## START Text provided
The latest Adam Sandler film, “Pixels,” bombed, and for this there should be much rejoicing. It’s not just another lazy Sandler effort; it’s a big budget, effects-heavy blockbuster that pits him and Kevin James against alien warriors who take the form of blocky, ’80s arcade characters. That it made a mere $24 million against a $130 million budget — coming in second to a “lesser” Marvel entry, “Ant-Man,” in its own second week — is some particularly rich schadenfreude, as is that his previous Happy Madison production, last year’s “Blended,” did even worse.
But not so fast. Even the devil deserves some sympathy, as does a guy who simply makes terrible movies. (And the critic Bilge Ebiri penned an excellent defense of Sandler's work.) This hasn’t been a great year for Sandler, who not only fared terribly with his own product, but also with two indies. “Men, Women & Children” and “The Cobbler” — which paired him with acclaimed directors Jason Reitman and Thomas McCarthy, respectively — actually received worse reviews than the usual mainstream Sandler outing. Perhaps worse, for him at least, they barely made a blip at the box office. The latter might even turn into a camp classic, especially given the insane turn it takes in the final minutes. Throw in a snafu in which Native American actors walked off the set of one of his Netflix-only movies, incensed over race jokes, plus Rose McGowan leaking out a sexist audition memo, and Sandler now looks like a bro whose time has passed.
## END Text provided
_Objective a_:
Transcribe each of the records below exactly as it appears, line for line, from beginning to end.
## START Data provided
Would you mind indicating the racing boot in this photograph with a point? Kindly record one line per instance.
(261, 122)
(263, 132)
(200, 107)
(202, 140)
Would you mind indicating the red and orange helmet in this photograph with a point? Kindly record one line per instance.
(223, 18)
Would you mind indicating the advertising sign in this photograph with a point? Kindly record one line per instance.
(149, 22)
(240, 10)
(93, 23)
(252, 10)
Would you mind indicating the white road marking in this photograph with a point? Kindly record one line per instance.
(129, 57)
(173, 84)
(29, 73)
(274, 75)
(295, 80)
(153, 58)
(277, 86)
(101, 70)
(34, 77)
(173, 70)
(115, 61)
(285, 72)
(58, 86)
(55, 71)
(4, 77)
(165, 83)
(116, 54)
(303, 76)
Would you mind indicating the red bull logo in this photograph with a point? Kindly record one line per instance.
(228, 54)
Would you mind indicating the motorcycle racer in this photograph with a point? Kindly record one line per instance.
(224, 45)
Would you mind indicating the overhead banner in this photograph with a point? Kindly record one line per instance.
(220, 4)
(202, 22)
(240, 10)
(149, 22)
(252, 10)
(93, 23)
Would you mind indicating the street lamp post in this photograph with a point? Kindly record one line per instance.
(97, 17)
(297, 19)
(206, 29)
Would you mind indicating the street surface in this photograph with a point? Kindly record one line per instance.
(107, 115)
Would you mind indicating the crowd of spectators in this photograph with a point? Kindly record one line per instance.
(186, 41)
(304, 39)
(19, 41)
## END Data provided
_Objective b_:
Reproduce word for word the entire passage above on Adam Sandler's recent films.

_Exercise solution a_:
Would you mind indicating the racing boot in this photograph with a point? Kindly record one line per instance.
(261, 122)
(263, 132)
(200, 107)
(202, 140)
Would you mind indicating the red and orange helmet in this photograph with a point? Kindly record one line per instance.
(223, 18)
Would you mind indicating the advertising sign in this photograph with a point? Kindly record one line per instance.
(149, 22)
(240, 10)
(93, 23)
(252, 10)
Would you mind indicating the white road marking in this photograph with a point? Kindly record one line per instance.
(129, 57)
(173, 84)
(29, 73)
(274, 75)
(295, 80)
(153, 58)
(277, 86)
(101, 70)
(34, 77)
(173, 70)
(115, 61)
(285, 72)
(58, 86)
(55, 71)
(4, 77)
(165, 83)
(116, 54)
(303, 76)
Would you mind indicating the red bull logo in this photograph with a point? Kindly record one line per instance.
(228, 54)
Would you mind indicating the motorcycle racer in this photograph with a point? Kindly record one line per instance.
(224, 45)
Would you mind indicating the overhead banner in this photograph with a point? Kindly record one line per instance.
(220, 4)
(202, 22)
(240, 10)
(149, 22)
(252, 10)
(93, 23)
Would you mind indicating the street lamp post in this photograph with a point? Kindly record one line per instance.
(97, 17)
(297, 19)
(206, 29)
Would you mind indicating the street surface in this photograph with a point? Kindly record one line per instance.
(107, 115)
Would you mind indicating the crowd of spectators in this photograph with a point? Kindly record one line per instance.
(186, 41)
(304, 39)
(19, 41)

_Exercise solution b_:
The latest Adam Sandler film, “Pixels,” bombed, and for this there should be much rejoicing. It’s not just another lazy Sandler effort; it’s a big budget, effects-heavy blockbuster that pits him and Kevin James against alien warriors who take the form of blocky, ’80s arcade characters. That it made a mere $24 million against a $130 million budget — coming in second to a “lesser” Marvel entry, “Ant-Man,” in its own second week — is some particularly rich schadenfreude, as is that his previous Happy Madison production, last year’s “Blended,” did even worse.
But not so fast. Even the devil deserves some sympathy, as does a guy who simply makes terrible movies. (And the critic Bilge Ebiri penned an excellent defense of Sandler's work.) This hasn’t been a great year for Sandler, who not only fared terribly with his own product, but also with two indies. “Men, Women & Children” and “The Cobbler” — which paired him with acclaimed directors Jason Reitman and Thomas McCarthy, respectively — actually received worse reviews than the usual mainstream Sandler outing. Perhaps worse, for him at least, they barely made a blip at the box office. The latter might even turn into a camp classic, especially given the insane turn it takes in the final minutes. Throw in a snafu in which Native American actors walked off the set of one of his Netflix-only movies, incensed over race jokes, plus Rose McGowan leaking out a sexist audition memo, and Sandler now looks like a bro whose time has passed.